OBJECTIVES =>
A – From the tramping journal below, pull out word for word the passage that begins with the words containing "Trail conversation today" and ends with "experimental social psychology.".
B – Extend the tramping journal below, picking up right after its final sentence.

SELECTED TEXT =>
—————

High point of the day: Hannah found a live earthworm in her sock! Deeply meaningful questions with which we wrestled: 1) How did it get in there? 2) How did Hannah not feel it wriggling around? 3) How did it retain its wormy little grasp on life when it hasn’t got any hands?
As we worked, our main topics of conversation were music, gay marriage, the Spanish Inquisition, puppies, and the 1692 Salem witch trials. We haven’t managed to bore each other on the trail so far; I think we’re doing rather well, actually!
Thursday, 22 August
Oakura turnoff to the intersection of Kaiikanui and Mimiwhangata Rds (14.5 km, plus about 7 km getting confused and another 3km off-trail, looking for a campsite)
Thursday! This meant the café would open at 10.30 am. Goody gum drops. We would have a lavish and leisurely breakfast there, followed by easy road margin tramping to the start of the Morepork track. No. We are in New Zealand where, depending on the circumstances, the “She’ll be right” attitude is sometimes a charming alternative to hoity up-toity-tightness and at other times a poignant pain in the pooperture. Today it was one of the other times. The café opened at 11.08 and we got toasted cheese and tomato sandwiches at 11.20, which we ate as we walked.
We bought food for the next few days at the small shop: Uncle Ben’s rice, peanut bars and chocolate. Finding suitable tramping food in villages and small towns is difficult. Tinned and frozen stuff cannot be packed, so our diet is rather boring and unhealthy. Cafés generally offer fast food instead of fruit and salads, however, the diet is a small price to pay for a big adventure; missing the family and pets is a larger personal expense.
Trail conversation today centred on insane things we had done. I have rather a lot of saucy material from my university life, but I did not expect Hannah to have much with which to surprise me. But this only goes to show how little we know about the gifts of our gonads. Hannah went with a friend to the Warehouse where they hoped to buy only three items: a Barbie doll, a rope and a tube of lube. The idea was to see if this combination elicited any facial reaction from a bored-looking teller. Unfortunately their pocket money did not permit such extravagance so a beautiful insightful moment was lost to experimental social psychology.
We also saw this beautifully crafted bridge. I would have liked to get a closer look at it, but it was on property behind a fence with a sign rather inhospitably promising 24-hour surveillance.
Less appealing was a bull, wandering at large. He had mean little piggy eyes and moved with a heavy deliberation that caused his peach-coloured, distressingly intact testicles to sway gently. We walked slowly away and were relieved when he lost interest in us.

—————

INFORMATION SHOWN =>
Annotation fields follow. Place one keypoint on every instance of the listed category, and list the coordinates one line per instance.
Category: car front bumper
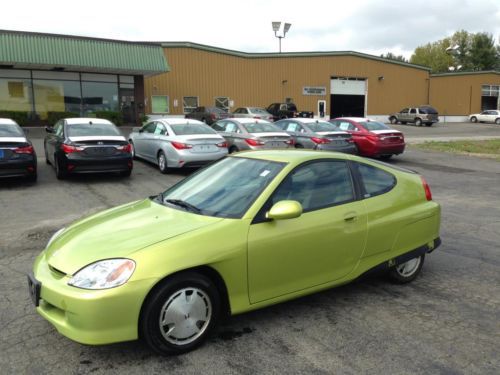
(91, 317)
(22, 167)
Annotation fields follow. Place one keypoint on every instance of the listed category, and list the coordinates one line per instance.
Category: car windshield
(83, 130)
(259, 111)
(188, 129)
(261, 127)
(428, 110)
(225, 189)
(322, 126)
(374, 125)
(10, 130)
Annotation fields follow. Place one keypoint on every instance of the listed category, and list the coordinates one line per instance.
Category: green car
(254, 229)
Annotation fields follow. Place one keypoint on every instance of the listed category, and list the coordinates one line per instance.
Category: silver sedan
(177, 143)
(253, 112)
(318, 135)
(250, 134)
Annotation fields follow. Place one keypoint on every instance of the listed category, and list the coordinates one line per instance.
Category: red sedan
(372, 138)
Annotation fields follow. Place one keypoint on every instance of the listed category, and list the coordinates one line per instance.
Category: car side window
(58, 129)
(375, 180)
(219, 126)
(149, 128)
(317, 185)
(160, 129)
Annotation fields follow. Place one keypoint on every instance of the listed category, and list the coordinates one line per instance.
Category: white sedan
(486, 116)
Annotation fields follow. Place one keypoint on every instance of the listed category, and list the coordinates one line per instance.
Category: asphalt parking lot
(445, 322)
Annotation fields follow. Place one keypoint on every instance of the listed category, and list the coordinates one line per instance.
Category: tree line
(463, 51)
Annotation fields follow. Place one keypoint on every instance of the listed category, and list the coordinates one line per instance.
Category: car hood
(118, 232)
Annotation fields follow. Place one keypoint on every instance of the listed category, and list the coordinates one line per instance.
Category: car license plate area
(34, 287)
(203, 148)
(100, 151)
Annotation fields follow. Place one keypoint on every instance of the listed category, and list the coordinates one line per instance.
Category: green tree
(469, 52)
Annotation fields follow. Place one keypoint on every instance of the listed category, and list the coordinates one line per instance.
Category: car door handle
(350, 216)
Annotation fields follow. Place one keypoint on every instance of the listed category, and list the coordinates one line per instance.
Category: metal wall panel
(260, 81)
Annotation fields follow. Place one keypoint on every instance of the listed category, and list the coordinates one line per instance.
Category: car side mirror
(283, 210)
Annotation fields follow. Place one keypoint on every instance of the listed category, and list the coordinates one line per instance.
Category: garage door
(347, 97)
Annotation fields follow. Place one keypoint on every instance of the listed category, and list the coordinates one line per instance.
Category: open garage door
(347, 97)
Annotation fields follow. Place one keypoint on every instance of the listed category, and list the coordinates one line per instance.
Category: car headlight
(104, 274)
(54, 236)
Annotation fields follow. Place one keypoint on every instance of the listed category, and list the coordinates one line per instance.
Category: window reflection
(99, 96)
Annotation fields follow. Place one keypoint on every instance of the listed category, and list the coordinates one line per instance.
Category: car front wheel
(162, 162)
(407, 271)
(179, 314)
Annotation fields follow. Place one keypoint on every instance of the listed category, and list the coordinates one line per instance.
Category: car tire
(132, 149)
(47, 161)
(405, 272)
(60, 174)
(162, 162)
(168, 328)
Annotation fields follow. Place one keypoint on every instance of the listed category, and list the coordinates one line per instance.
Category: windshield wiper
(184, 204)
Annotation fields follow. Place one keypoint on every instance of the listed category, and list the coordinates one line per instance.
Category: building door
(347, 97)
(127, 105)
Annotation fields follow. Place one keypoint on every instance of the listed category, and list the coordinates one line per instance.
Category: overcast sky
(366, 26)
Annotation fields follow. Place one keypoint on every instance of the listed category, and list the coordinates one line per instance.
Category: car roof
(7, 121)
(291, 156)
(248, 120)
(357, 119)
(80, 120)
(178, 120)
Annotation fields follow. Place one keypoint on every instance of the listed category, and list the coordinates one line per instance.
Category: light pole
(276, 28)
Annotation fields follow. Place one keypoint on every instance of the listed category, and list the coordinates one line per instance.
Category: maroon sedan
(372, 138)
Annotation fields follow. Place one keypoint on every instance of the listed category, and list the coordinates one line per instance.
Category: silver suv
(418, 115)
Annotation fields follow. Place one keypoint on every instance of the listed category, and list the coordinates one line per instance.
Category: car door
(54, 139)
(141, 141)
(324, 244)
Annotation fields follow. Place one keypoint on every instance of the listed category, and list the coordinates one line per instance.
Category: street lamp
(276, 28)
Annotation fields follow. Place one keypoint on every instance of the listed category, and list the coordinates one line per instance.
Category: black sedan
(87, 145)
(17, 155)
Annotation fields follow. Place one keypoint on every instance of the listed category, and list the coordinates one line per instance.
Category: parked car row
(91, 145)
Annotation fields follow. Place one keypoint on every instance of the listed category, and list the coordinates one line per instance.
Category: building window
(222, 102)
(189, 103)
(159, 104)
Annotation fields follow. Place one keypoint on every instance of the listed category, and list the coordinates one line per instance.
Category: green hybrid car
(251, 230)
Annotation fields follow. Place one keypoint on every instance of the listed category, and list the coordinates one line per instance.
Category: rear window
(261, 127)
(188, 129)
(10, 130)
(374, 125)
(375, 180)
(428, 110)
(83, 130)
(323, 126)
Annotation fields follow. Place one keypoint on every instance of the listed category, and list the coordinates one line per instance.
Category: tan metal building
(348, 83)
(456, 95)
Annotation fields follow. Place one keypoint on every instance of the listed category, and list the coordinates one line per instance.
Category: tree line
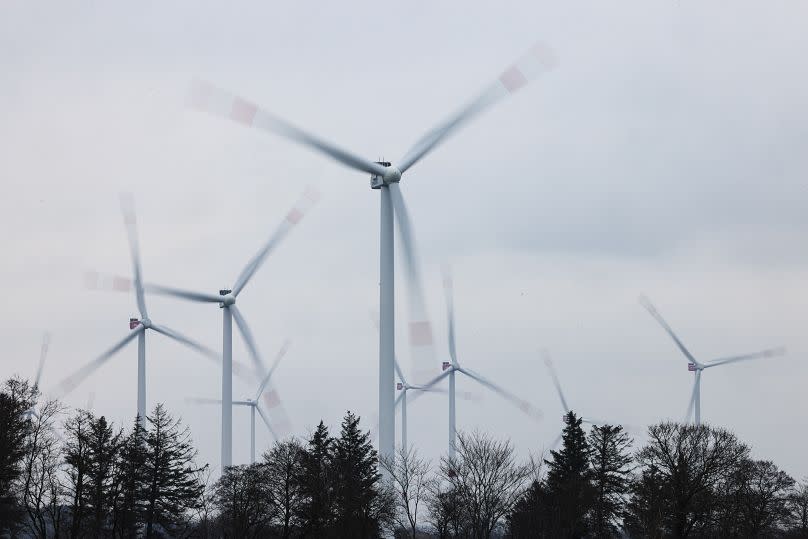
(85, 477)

—————

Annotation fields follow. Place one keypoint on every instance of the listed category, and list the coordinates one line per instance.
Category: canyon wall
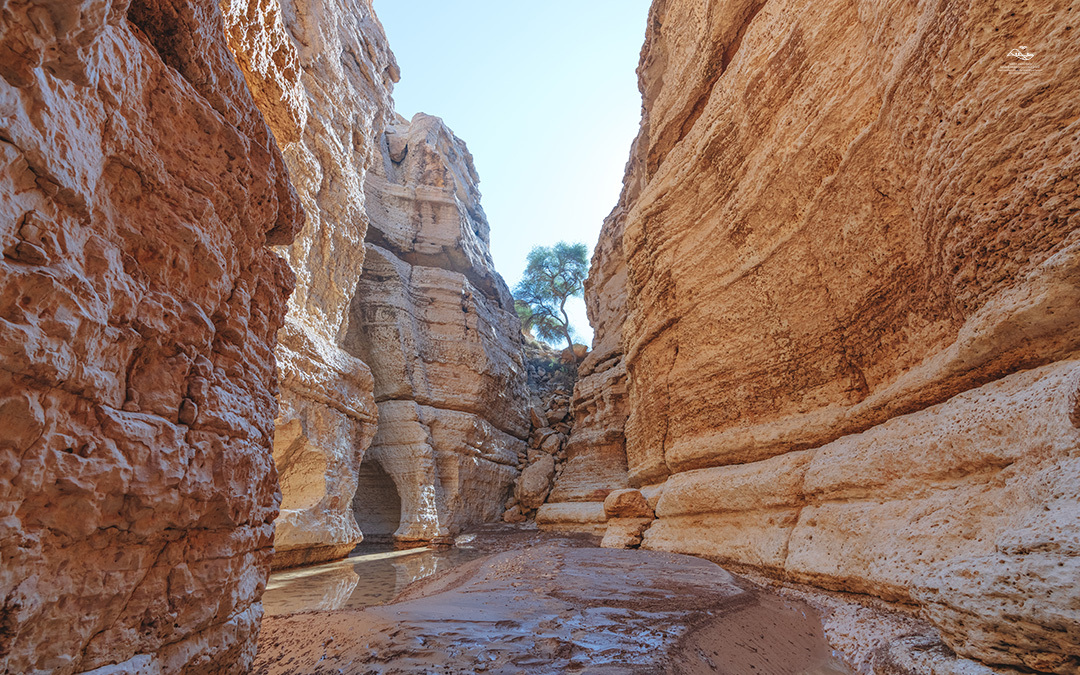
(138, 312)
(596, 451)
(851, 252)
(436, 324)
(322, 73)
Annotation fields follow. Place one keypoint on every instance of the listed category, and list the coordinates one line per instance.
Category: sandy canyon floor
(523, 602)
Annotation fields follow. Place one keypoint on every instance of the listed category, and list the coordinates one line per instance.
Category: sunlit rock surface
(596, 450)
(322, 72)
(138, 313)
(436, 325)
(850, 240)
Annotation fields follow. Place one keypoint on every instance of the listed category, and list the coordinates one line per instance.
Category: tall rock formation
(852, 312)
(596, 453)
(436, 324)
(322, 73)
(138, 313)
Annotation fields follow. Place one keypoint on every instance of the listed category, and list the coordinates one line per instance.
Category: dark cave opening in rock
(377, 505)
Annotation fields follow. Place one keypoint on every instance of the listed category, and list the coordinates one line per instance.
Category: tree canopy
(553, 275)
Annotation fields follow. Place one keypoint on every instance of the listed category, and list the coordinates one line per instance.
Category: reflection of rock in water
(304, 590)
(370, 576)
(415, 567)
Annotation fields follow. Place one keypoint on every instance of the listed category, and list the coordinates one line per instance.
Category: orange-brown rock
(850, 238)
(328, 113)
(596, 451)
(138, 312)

—————

RESULTS FOR THE EXERCISE =>
A –
Trail conversation today centred on insane things we had done. I have rather a lot of saucy material from my university life, but I did not expect Hannah to have much with which to surprise me. But this only goes to show how little we know about the gifts of our gonads. Hannah went with a friend to the Warehouse where they hoped to buy only three items: a Barbie doll, a rope and a tube of lube. The idea was to see if this combination elicited any facial reaction from a bored-looking teller. Unfortunately their pocket money did not permit such extravagance so a beautiful insightful moment was lost to experimental social psychology.

B –
We took the turning to Teal Bay and climbed a hill. At this point, the tribulation of the day began. The trail notes said we should continue on the road margin until reaching the junction of Kaiikanui and Mimiwhangata Roads. However, we suddenly noticed a stile and an unmistakeable orange trail sign pointing across the pasture at a farm called The High Chaparral. We were squinting at the map and the GPS when a woman stopped her car and offered help. She said this was indeed the trail, which, although she had never walked it, “kept changing”. This is to be expected as greater numbers of private landowners generously agree to allow a public path over their property. So over the stile we went and up through some very pretty pastures with sweeping views.
At the base of another incline, we came across a trail arrow that had been written on with a black marker pen: “Track end at top of hill. (Incomplete sign)! 25-11-12.” The writing looked similar to that which we saw correctly indicating south in Russell Forest. Should we continue? We dithered, but after coming so far, decided to keep going. The hill was very steep. We climbed another stile and entered a scrubby section that was equally steep, but had a few orange triangles directing us higher. Then we saw a post with two damaged triangles both pointing back the way we had come instead of one pointing the out southbound route and the other the northbound route. Again we paused, because the path appeared to have petered out too, but triangles higher up indicated that the route continued. Finally we reached the hilltop, and there we saw the makings of a stile lying on the ground and behind these a rather unfriendly notice saying “Track Not Yet Open. PRIVATE PROPERTY. Please Keep Out. WARNING: Pest control in this area includes use of firearms.” We wondered whether trail trampers were classified among the larger species of pests.
Thoroughly disheartened, we sat on the rejected stile poles. What to do now? I dumped my pack and went for a recce. The path appeared to resume in the bush, veering away from the pest control area. I followed it for about 800 metres. I could see no more trail markers in this section. There were also no other human footprints on the muddy path, just plenty of cow tracks. And it started to rain…. Returning to Hannah, I asked what she wanted to do. “Let’s stick with what we know,” she said. “We know we can reach the Morepork track if we go along the road.” So back we went, arriving at the road short of energy and two hours’ walking time.
We wondered, if that part of the trail was a blind end, why it was so well trodden in its earlier section. Potential reasons: 1) Cows also walk the paths within their paddocks and 2) It would be very well worn if all trampers walked the path twice, retracing their steps.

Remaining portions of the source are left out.